Instructions for the task: List each line in the data below that contains the word "When". Uppercase and lowercase letters count as different.

Region annotation entries
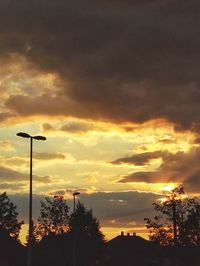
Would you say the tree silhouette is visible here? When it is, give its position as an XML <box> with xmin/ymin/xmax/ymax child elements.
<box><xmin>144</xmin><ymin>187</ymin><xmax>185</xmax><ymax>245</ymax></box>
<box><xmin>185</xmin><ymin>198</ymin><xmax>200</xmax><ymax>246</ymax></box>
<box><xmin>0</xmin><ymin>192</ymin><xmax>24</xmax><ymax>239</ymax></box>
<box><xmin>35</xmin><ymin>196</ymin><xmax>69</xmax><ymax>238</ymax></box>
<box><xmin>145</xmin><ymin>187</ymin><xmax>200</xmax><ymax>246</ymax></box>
---
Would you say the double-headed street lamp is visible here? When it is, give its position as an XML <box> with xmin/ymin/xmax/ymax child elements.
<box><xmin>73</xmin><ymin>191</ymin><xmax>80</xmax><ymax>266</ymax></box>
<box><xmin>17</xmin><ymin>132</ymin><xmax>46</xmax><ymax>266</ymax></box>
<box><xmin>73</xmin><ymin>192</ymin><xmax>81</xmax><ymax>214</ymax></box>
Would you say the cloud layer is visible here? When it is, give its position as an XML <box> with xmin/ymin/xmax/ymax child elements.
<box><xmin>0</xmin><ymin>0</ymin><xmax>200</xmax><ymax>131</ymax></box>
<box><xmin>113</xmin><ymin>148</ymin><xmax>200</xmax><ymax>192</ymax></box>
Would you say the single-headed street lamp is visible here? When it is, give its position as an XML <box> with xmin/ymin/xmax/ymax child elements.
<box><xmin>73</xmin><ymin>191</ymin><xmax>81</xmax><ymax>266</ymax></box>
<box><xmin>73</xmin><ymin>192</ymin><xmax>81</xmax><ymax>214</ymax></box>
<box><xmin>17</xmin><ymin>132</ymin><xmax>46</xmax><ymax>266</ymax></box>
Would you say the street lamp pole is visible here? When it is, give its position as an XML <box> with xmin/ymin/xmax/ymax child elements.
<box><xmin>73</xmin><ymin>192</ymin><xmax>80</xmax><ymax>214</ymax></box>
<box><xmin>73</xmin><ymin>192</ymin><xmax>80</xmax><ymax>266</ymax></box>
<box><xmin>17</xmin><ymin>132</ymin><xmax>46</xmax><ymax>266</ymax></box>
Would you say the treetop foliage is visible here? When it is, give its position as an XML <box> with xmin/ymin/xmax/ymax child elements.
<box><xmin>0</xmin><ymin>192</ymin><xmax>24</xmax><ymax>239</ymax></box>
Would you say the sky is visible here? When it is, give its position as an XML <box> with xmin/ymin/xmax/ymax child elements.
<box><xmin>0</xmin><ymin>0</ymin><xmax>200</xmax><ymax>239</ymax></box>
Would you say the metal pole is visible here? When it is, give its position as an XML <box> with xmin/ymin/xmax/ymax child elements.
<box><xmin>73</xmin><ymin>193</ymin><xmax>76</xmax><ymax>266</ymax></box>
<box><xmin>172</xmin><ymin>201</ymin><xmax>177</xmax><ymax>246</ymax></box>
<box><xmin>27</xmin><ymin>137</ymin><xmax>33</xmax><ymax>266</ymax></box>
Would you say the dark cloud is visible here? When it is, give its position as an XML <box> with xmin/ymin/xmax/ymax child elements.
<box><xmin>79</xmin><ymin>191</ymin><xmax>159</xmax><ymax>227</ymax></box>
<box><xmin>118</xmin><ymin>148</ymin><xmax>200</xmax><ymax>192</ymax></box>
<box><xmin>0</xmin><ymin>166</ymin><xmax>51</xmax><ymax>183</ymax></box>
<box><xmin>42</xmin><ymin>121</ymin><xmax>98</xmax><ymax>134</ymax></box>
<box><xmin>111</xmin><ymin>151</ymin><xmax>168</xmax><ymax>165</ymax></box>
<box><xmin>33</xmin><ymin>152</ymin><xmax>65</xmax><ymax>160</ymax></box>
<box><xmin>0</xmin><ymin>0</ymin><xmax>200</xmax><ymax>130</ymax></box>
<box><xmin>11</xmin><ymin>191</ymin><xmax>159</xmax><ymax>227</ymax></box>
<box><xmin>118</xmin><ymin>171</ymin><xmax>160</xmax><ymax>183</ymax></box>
--
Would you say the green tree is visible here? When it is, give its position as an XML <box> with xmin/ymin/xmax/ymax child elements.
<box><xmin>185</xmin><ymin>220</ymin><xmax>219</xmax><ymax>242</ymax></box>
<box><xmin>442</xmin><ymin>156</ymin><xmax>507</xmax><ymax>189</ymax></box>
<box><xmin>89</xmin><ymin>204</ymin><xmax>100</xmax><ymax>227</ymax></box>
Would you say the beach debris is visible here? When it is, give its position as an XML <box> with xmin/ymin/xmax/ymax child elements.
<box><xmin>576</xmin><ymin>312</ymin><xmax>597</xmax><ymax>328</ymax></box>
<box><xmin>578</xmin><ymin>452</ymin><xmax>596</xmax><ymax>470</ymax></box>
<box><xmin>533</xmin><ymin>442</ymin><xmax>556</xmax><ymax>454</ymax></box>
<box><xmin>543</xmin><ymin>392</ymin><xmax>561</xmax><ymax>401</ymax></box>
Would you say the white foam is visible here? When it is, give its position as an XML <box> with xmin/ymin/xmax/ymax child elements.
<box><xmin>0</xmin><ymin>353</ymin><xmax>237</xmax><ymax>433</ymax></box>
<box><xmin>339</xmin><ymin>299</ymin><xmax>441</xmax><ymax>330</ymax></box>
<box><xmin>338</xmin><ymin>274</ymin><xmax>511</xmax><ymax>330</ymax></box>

Solution to this problem:
Would you say the tree silhouette is visible here? When it is, give its position as an XML <box> with xmin/ymin/xmax/ymax child elements.
Would you say the double-headed street lamp is visible here? When it is, give its position as an XML <box> with xmin/ymin/xmax/ymax child elements.
Would you say the cloud layer is visible here? When it is, give its position as an XML <box> with xmin/ymin/xmax/ymax child elements.
Would you say the single-headed street lamp is visible here? When it is, give its position as an XML <box> with xmin/ymin/xmax/ymax child elements.
Would you say the street lamp pole is visible here? When it is, give its position as an XML <box> with xmin/ymin/xmax/ymax child elements.
Would you say the treetop foliage is visible here? When it is, give its position as an XML <box> with xmin/ymin/xmax/ymax child elements.
Would you say the sky is visible here? When it is, give its position as an XML <box> with xmin/ymin/xmax/ymax child elements.
Would you say the metal pole is visible here? When it is, give its position as an XML <box> with xmin/ymin/xmax/ymax child elements.
Would you say the dark cloud is visible here? When it is, give its position as an XML <box> with xmin/ymin/xmax/ymax child elements.
Would you say the green tree is visible here? When it is, give its position as an XML <box> with xmin/ymin/xmax/ymax child elements.
Would you say the beach debris is visible here? When it is, give its position as an XML <box> with xmin/ymin/xmax/ymax child elements.
Would you say the white foam is visible here? When it is, give its position as an XML <box> with xmin/ymin/xmax/ymax child elements.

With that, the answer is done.